INSTRUCTION 1: Reproduce the passage of the gig review from "Tracey stands, looking" up to and including "having a blast.".

PAGE EXTRACT:
####################

Strip Search Tramp
High Knucks
Futumche
The Tin Music and Arts, Coventry
21st December 2019
We’ve been waiting to see Strip Search Tramp for a while now and four days before Christmas seems the ideal time. Add to that High Knucks and Futumche and it’s a gig not to miss, especially as they’ve asked us to provide tunes between the bands. Read what happened below.
Tracey stands, looking wonderful in her Starfleet dress, singing Yakuza as the room is full of friends, old and new. Around her Strip Search Tramp take the music into harder and more intense territory. It’s been a while coming but not only are Fighting Boredom finally watching Strip Search Tramp tear the venue apart, we are also inflicting our music onto the crowd between and after the bands. Top that with tequila and free beer and we are having a blast.
We set up in the sound booth so we can hide from beautiful shouting drunken goths which, for the record, doesn’t work, they still find us. The snapper piles straight into Techno and doom and the night is on.
First band are Futumche, Fighting Boredom like Futumche, I’ve written about them before and have high expectations for tonight. A trio, bare chested long haired drummer, a dapper long haired guitarist and the coolest short haired bassist of the night, insane looking, crowd baiting and just plain cool. The drums kick off the set, there’s a burst of noise and we slam straight into a massive Sabbaff guitar vibe, powerful and glorious. The harmonies and noise just carry on relentless as between them the two at the front sing. Then it changes, the music flows up and down and turns liquid, slips back into the big noise that then speeds up to the point of spontaneous combustion. Wallops into hard core punk and then plucked bass and prog synth sounds.

####################

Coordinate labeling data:

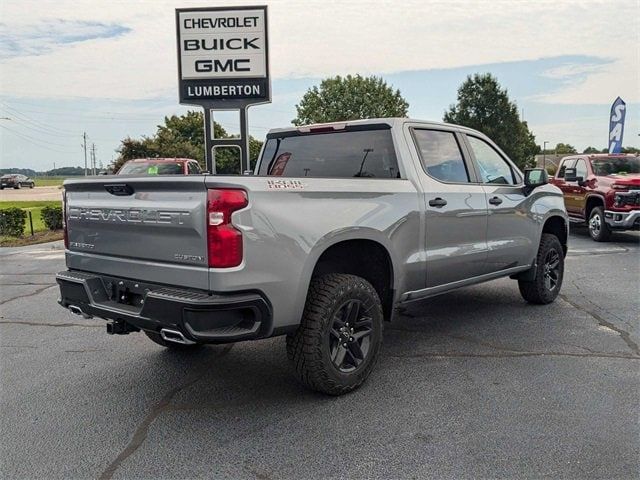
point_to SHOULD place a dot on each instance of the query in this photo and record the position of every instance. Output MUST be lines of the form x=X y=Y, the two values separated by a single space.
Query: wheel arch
x=593 y=200
x=559 y=226
x=367 y=255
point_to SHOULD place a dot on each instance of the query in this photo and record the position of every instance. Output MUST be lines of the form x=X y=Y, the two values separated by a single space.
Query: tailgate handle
x=120 y=189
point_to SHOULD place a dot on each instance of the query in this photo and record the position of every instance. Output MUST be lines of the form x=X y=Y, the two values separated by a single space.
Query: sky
x=109 y=68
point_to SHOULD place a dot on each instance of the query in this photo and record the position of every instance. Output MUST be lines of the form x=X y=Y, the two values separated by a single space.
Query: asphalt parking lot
x=473 y=384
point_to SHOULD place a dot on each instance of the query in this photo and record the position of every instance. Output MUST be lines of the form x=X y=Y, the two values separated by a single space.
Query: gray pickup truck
x=339 y=225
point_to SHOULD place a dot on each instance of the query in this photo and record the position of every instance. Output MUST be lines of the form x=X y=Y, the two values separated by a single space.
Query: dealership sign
x=223 y=56
x=616 y=125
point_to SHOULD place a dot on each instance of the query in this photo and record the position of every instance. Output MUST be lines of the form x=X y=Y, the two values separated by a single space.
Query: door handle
x=437 y=202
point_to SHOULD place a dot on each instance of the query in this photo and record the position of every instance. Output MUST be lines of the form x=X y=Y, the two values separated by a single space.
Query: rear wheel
x=598 y=229
x=156 y=338
x=337 y=344
x=544 y=288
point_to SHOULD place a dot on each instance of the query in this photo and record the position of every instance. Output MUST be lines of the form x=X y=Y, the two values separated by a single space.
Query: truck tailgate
x=139 y=227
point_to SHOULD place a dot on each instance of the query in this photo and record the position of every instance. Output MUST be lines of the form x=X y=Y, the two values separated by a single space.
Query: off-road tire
x=309 y=347
x=602 y=233
x=536 y=291
x=156 y=338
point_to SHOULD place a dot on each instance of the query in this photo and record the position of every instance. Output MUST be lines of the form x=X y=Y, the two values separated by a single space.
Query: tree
x=564 y=148
x=349 y=98
x=484 y=106
x=591 y=150
x=183 y=136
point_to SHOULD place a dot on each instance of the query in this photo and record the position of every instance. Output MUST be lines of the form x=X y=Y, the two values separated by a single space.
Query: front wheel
x=544 y=288
x=598 y=229
x=337 y=344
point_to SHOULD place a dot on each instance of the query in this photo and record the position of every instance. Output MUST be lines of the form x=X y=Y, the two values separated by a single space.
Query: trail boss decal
x=222 y=54
x=285 y=185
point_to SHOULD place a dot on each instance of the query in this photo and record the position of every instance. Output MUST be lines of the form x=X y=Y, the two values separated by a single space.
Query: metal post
x=245 y=163
x=84 y=137
x=209 y=154
x=30 y=221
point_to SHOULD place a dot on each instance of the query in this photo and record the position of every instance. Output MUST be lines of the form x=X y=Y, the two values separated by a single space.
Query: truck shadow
x=581 y=231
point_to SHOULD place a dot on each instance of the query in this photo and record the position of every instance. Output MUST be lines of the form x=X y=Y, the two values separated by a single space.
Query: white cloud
x=318 y=38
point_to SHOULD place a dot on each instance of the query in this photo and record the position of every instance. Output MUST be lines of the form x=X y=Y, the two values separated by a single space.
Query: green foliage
x=183 y=136
x=591 y=150
x=484 y=106
x=12 y=221
x=564 y=148
x=349 y=98
x=606 y=150
x=52 y=217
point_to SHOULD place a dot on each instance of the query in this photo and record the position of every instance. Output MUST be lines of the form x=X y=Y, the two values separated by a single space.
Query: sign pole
x=245 y=162
x=223 y=64
x=209 y=155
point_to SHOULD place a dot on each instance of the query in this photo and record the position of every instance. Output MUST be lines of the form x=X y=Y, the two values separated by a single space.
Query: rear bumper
x=199 y=316
x=623 y=220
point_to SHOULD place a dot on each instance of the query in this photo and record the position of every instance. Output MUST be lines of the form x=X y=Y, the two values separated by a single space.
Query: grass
x=49 y=181
x=39 y=237
x=35 y=207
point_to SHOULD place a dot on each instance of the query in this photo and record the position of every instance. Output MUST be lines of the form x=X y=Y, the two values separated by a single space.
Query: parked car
x=601 y=191
x=16 y=180
x=340 y=224
x=160 y=166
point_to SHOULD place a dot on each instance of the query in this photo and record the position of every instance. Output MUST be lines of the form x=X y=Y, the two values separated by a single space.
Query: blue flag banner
x=616 y=125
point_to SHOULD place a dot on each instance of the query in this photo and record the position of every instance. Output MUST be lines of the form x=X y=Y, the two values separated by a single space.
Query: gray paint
x=285 y=231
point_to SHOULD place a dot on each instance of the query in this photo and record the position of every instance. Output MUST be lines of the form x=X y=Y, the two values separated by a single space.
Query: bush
x=12 y=221
x=52 y=217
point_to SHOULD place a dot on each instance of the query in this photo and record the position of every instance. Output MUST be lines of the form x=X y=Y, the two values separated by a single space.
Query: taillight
x=224 y=241
x=64 y=219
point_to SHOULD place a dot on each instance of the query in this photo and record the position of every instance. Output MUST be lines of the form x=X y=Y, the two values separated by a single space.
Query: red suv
x=601 y=190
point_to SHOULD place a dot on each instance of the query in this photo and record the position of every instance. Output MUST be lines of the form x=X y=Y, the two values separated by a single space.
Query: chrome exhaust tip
x=78 y=311
x=175 y=336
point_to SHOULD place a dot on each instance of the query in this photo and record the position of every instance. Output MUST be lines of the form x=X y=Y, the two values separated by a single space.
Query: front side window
x=492 y=167
x=341 y=154
x=616 y=166
x=194 y=168
x=441 y=156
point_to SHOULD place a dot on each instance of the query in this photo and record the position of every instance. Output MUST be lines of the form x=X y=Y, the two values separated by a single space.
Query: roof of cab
x=391 y=121
x=149 y=159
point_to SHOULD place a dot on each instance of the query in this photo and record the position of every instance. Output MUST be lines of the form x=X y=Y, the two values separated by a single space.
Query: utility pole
x=84 y=138
x=93 y=159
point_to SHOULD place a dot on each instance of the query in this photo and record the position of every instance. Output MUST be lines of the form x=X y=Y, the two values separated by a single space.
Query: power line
x=36 y=122
x=35 y=141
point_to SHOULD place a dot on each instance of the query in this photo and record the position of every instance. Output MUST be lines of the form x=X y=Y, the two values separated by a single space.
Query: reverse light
x=224 y=241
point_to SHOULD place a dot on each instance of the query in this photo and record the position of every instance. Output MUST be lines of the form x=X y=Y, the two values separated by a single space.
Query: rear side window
x=347 y=154
x=151 y=168
x=566 y=164
x=441 y=156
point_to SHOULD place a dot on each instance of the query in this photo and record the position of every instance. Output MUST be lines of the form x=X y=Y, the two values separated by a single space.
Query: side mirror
x=535 y=177
x=570 y=176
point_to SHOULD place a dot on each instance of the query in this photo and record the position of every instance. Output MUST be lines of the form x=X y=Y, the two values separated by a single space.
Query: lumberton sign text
x=223 y=55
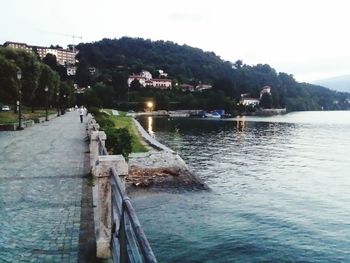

####################

INSTRUCTION 2: Find every line of the listing that contains the string "sign" and copy each one.

CORRECT OUTPUT 1:
Tracey stands, looking wonderful in her Starfleet dress, singing Yakuza as the room is full of friends, old and new. Around her Strip Search Tramp take the music into harder and more intense territory. It’s been a while coming but not only are Fighting Boredom finally watching Strip Search Tramp tear the venue apart, we are also inflicting our music onto the crowd between and after the bands. Top that with tequila and free beer and we are having a blast.

CORRECT OUTPUT 2:
Query: dealership sign
Query: sign pole
Query: lumberton sign text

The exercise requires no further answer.